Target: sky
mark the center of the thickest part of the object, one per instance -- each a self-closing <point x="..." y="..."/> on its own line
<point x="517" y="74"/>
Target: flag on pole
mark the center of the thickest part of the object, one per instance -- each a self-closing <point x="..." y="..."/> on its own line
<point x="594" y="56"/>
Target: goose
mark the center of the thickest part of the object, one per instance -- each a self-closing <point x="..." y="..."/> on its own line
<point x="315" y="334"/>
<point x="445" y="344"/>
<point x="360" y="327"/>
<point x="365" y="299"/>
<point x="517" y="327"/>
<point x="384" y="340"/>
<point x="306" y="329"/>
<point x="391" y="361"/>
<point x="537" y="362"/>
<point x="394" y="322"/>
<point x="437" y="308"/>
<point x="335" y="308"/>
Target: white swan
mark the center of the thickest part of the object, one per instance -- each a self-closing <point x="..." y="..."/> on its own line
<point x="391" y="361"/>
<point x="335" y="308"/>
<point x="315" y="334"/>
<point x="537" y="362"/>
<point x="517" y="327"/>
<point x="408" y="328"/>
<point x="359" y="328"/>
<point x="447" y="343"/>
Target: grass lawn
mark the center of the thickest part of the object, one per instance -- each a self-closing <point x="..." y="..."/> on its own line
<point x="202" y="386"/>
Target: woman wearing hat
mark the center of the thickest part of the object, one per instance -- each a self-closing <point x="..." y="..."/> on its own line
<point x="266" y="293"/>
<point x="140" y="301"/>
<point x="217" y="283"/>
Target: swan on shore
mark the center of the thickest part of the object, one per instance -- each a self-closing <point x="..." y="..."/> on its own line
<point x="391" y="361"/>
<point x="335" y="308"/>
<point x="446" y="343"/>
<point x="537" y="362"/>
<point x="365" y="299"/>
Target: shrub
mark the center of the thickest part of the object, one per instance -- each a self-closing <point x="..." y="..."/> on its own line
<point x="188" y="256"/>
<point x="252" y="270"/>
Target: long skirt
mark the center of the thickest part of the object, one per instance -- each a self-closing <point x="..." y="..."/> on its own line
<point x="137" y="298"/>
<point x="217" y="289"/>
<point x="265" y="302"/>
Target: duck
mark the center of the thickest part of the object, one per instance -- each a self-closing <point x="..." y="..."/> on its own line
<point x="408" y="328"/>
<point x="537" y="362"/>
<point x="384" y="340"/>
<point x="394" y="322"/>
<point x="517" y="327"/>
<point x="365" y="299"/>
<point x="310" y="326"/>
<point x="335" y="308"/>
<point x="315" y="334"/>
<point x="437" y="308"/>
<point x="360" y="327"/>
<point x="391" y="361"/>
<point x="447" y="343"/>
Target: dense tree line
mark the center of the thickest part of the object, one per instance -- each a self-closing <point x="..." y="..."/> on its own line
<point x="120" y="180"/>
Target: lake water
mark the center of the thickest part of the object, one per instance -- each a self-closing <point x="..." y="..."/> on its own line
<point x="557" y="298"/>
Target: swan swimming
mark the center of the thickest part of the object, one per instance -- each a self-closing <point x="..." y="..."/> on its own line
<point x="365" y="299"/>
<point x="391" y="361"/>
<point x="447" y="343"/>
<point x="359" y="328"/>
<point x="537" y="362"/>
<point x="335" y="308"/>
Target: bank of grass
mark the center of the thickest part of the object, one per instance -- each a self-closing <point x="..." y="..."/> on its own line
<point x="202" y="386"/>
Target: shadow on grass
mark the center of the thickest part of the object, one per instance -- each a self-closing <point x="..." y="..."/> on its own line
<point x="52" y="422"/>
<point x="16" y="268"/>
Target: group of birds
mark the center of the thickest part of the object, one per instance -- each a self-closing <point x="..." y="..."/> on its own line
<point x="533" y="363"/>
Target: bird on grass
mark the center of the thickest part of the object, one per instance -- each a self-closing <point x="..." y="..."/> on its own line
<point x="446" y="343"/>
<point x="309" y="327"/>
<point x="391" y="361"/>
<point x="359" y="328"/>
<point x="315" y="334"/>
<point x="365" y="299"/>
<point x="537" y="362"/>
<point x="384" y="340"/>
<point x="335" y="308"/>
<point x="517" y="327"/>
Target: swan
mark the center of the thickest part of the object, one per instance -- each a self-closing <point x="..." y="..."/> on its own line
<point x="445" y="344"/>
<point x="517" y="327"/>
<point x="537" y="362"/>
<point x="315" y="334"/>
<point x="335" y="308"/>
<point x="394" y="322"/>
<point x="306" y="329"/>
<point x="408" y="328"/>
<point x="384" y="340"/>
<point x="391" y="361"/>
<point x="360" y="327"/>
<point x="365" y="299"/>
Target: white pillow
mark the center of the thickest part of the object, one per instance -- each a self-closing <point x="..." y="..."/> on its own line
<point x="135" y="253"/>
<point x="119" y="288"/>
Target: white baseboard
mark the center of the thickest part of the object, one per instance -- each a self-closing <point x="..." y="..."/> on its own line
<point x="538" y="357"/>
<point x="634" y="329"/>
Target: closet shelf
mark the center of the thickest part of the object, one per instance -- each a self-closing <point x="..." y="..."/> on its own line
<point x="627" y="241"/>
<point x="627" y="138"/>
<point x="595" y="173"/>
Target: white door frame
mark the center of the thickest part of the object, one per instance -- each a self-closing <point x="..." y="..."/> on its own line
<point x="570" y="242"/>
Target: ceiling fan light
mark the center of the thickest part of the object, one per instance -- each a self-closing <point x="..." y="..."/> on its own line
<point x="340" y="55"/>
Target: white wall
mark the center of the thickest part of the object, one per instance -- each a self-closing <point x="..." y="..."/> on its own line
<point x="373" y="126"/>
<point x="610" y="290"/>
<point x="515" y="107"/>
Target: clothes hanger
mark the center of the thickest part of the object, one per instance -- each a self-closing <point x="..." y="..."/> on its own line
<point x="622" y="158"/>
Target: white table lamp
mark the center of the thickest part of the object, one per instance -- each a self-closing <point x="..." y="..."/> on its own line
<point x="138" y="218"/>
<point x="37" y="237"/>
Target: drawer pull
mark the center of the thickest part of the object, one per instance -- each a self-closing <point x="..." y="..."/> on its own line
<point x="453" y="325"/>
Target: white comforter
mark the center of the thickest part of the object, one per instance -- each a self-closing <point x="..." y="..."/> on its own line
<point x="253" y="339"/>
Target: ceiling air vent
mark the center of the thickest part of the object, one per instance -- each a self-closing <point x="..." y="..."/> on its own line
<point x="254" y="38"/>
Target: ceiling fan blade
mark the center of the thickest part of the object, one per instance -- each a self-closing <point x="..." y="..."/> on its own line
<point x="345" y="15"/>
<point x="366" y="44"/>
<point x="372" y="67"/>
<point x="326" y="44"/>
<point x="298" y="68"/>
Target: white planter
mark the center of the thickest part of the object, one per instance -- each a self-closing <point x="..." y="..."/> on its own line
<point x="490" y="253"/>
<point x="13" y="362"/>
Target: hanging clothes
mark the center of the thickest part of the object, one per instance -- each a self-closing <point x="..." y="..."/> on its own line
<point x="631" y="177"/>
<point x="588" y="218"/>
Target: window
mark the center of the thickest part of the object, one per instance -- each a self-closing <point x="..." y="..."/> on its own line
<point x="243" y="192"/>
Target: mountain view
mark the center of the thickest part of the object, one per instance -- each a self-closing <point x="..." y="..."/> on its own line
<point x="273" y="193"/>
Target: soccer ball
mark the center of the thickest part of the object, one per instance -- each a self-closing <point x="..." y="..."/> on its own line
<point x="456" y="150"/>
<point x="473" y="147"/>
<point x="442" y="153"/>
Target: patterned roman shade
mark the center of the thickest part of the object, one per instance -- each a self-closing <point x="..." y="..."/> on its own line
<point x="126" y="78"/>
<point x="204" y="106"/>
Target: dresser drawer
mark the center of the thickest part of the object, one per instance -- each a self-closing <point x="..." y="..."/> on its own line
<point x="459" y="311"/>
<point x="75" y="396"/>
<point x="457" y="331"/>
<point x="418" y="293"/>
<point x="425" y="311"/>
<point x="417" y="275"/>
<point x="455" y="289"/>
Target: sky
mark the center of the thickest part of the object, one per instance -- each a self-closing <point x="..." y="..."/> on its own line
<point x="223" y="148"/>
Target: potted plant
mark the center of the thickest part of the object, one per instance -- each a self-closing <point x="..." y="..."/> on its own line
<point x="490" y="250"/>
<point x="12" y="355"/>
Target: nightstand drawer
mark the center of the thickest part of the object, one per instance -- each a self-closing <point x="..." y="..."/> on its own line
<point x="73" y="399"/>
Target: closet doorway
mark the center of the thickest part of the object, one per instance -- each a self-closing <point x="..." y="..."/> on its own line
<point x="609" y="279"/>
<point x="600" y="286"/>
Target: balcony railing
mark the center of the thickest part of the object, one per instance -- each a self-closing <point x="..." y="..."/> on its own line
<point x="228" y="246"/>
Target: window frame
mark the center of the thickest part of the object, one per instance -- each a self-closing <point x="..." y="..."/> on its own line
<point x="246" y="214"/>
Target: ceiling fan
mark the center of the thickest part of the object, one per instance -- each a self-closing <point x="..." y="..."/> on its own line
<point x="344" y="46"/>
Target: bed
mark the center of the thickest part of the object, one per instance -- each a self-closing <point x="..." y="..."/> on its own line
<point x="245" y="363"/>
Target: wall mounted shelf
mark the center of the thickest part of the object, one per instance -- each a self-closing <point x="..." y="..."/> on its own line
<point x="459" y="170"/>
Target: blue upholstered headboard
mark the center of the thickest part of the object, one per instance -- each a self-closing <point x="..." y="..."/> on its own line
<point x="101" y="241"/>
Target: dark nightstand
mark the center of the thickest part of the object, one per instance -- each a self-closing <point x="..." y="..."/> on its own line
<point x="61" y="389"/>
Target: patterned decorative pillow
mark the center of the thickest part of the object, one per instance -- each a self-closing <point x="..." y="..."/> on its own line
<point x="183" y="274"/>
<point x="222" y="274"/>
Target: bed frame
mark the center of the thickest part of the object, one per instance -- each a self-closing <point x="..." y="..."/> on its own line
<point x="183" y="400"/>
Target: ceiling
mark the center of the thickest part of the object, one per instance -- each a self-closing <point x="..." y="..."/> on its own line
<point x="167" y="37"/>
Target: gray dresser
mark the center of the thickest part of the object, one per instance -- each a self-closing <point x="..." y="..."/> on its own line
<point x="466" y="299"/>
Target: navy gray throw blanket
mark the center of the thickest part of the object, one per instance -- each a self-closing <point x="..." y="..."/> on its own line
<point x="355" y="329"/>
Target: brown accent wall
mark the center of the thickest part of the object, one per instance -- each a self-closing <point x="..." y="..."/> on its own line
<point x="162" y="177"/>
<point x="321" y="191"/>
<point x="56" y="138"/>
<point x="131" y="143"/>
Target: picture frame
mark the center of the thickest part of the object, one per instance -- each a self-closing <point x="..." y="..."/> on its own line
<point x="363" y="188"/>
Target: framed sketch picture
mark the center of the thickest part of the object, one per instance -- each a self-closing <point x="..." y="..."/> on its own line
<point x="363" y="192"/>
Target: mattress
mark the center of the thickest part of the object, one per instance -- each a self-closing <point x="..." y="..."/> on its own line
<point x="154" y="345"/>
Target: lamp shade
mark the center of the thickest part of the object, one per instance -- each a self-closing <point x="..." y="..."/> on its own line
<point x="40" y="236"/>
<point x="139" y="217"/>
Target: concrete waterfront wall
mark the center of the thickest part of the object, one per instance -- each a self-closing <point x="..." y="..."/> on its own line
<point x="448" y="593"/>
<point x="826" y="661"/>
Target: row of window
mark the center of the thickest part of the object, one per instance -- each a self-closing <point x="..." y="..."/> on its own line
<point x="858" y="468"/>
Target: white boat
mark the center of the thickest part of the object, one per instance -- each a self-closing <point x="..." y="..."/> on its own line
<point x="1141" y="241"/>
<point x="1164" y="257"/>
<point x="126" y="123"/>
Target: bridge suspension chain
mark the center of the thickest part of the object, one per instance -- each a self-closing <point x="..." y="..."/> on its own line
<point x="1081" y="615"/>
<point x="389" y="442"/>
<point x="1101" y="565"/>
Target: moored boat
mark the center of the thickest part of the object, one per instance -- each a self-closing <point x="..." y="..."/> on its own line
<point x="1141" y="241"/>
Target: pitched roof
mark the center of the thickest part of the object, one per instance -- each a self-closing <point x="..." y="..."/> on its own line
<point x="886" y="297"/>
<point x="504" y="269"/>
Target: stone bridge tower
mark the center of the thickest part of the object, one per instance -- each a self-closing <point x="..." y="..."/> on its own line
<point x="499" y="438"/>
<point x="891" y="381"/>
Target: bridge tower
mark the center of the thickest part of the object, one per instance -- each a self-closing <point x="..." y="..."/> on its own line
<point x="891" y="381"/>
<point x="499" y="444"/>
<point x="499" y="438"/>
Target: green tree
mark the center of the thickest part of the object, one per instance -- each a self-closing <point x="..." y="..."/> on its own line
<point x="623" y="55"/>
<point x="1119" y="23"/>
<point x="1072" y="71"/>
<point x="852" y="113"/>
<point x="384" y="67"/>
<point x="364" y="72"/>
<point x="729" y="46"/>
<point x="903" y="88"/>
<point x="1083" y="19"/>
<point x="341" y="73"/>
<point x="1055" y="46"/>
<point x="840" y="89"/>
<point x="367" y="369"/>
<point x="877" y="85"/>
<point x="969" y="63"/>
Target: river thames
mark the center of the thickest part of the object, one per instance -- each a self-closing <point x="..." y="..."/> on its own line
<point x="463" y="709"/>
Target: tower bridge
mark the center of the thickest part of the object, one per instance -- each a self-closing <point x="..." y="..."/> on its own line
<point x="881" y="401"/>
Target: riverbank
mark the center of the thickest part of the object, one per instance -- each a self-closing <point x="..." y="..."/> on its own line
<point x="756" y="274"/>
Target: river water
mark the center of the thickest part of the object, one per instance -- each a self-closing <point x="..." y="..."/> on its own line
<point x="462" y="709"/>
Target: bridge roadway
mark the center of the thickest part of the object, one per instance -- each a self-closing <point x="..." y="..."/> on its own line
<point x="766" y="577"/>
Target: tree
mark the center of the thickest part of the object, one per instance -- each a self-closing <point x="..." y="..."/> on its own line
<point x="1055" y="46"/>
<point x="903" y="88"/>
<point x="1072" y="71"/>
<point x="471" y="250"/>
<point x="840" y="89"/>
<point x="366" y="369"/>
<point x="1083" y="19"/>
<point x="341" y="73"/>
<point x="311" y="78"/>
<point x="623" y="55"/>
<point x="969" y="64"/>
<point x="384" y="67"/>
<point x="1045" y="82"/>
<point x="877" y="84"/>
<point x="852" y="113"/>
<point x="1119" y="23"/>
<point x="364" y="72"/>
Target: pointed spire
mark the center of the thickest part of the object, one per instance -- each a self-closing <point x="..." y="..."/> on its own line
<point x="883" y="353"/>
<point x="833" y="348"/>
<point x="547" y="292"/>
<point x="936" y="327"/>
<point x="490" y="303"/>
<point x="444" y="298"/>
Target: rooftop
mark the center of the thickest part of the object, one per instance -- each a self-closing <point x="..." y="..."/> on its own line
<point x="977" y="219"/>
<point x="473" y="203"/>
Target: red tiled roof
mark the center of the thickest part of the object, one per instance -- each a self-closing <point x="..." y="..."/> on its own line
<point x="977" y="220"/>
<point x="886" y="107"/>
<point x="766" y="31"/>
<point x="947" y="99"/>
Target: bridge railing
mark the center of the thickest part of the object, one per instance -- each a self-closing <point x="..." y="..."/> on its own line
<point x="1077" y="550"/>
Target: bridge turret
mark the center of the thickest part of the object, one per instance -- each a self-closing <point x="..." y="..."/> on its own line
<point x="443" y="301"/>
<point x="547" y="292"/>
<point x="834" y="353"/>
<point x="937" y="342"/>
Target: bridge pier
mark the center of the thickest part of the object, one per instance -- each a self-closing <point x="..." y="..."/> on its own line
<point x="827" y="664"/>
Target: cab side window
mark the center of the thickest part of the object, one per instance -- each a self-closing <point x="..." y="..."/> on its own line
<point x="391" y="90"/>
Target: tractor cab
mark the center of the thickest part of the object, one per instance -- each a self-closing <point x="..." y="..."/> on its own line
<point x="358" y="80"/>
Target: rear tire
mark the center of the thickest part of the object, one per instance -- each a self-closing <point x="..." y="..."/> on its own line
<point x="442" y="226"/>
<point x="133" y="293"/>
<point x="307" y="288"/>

────────────────────────────────────────

Write out, word for word, every line from the one containing "Target: bridge pier" through the last line of the records above.

Target: bridge pier
mark the center of the thickest part of the object, one per instance -- each a self-closing <point x="..." y="..."/> on its own line
<point x="827" y="664"/>
Target: cab side window
mark the center of the thickest part of the object, one per instance -- each a self-closing <point x="..." y="..."/> on its own line
<point x="391" y="90"/>
Target: tractor cab
mark the center of the thickest part of the object, one per instance -- each a self-closing <point x="..." y="..."/> on its own line
<point x="358" y="80"/>
Target: rear tire
mark the center of the thickest part of the object, one per instance -- each a self-closing <point x="..." y="..."/> on its own line
<point x="442" y="226"/>
<point x="133" y="293"/>
<point x="307" y="288"/>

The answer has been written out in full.